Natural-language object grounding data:
^^^^^^^^

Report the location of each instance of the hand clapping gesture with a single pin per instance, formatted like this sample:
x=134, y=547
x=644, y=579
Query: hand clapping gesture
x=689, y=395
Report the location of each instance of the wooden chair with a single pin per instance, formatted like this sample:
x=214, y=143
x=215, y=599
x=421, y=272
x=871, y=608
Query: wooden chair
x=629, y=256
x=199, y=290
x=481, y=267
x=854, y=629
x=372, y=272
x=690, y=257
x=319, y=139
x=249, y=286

^^^^^^^^

_Exercise directions_
Locate "x=215, y=599" in the data above. Then repeat, exactly, its line and each line after it through the last, adding nothing.

_Task output_
x=215, y=599
x=421, y=272
x=871, y=608
Query: wooden chair
x=629, y=256
x=199, y=290
x=481, y=267
x=854, y=629
x=372, y=272
x=690, y=257
x=319, y=139
x=249, y=286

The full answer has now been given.